WHAT IS NEEDED – Transcribe the full listing below exactly.

(Object point labels)
____

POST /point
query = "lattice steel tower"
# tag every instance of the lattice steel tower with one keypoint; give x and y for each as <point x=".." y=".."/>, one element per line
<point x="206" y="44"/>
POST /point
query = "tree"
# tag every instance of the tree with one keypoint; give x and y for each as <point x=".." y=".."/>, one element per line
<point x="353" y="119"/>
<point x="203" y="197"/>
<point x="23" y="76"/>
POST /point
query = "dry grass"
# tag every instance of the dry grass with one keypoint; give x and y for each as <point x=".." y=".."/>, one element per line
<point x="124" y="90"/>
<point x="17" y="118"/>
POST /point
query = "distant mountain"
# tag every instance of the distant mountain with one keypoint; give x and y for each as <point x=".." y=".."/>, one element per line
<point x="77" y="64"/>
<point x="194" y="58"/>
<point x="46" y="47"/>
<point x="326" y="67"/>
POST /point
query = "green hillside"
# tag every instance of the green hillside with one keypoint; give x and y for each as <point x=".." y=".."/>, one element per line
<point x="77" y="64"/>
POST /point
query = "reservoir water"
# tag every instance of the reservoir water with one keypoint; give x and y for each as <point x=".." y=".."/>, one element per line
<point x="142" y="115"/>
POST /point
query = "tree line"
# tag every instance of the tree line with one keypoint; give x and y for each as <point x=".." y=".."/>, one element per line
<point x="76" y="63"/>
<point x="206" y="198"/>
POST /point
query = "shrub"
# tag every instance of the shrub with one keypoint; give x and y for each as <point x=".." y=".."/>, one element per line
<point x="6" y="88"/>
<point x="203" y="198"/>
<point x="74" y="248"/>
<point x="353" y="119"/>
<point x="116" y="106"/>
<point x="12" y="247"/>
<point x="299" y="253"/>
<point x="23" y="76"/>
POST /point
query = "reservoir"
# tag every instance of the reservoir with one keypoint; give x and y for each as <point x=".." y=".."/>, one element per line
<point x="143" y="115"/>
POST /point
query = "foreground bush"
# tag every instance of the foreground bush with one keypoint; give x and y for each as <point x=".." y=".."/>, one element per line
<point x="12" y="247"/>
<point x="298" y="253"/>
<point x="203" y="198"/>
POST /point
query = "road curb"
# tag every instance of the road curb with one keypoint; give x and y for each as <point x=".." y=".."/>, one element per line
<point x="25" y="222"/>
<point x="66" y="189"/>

____

EXERCISE RESPONSE –
POST /point
query = "lattice steel tower"
# tag every instance of the lattice steel tower with one keypoint; give x and y for each as <point x=".." y=".."/>, one element per line
<point x="206" y="44"/>
POST /point
query = "tree"
# tag every instance of the tree with one keypoint; give x and y for each as <point x=".." y=".."/>, one element per line
<point x="353" y="119"/>
<point x="203" y="197"/>
<point x="23" y="76"/>
POST /point
query = "dry grass"
# tag every instance of the dry grass with one keypoint; give x and y for each as <point x=".." y=".."/>, one element per line
<point x="124" y="90"/>
<point x="17" y="118"/>
POST /point
query = "distant mountain"
# tag every instance of the distant mountain with one keypoint; give x and y for each as <point x=".." y=".."/>, one element per line
<point x="77" y="64"/>
<point x="194" y="58"/>
<point x="46" y="47"/>
<point x="326" y="67"/>
POST /point
query = "green hillside"
# tag every instance of the green hillside with one keypoint; give x and y for each as <point x=".." y=".."/>, one element per line
<point x="77" y="64"/>
POST /point
query = "reservoir water"
# tag every instance of the reservoir water with one keypoint; give x and y for each as <point x=".." y=".."/>, one element per line
<point x="142" y="115"/>
POST /point
query = "tree line"
# tag every instance of the tree line with one keypoint; give x and y for each as <point x=".." y=".."/>, one element per line
<point x="76" y="63"/>
<point x="206" y="198"/>
POST /point
query = "shrub"
# tag every instance of the shrub with one keypoint; give x and y for each as <point x=".." y=".."/>, one element per line
<point x="6" y="88"/>
<point x="203" y="198"/>
<point x="74" y="248"/>
<point x="353" y="119"/>
<point x="116" y="106"/>
<point x="12" y="247"/>
<point x="299" y="253"/>
<point x="23" y="76"/>
POST /point
query = "reservoir"
# tag every instance of the reservoir with one keypoint; give x and y for each as <point x=".." y=".."/>, one element per line
<point x="143" y="115"/>
POST /point
query = "foreground bush"
# tag every instance of the foreground bush with one keypoint; give x and y for each as <point x=".." y=".."/>, one element per line
<point x="12" y="247"/>
<point x="298" y="253"/>
<point x="203" y="198"/>
POST /point
query = "road curb"
# tag every instance of the road curb with one keypoint; give x and y for each as <point x=".." y=".."/>, one element per line
<point x="25" y="222"/>
<point x="66" y="189"/>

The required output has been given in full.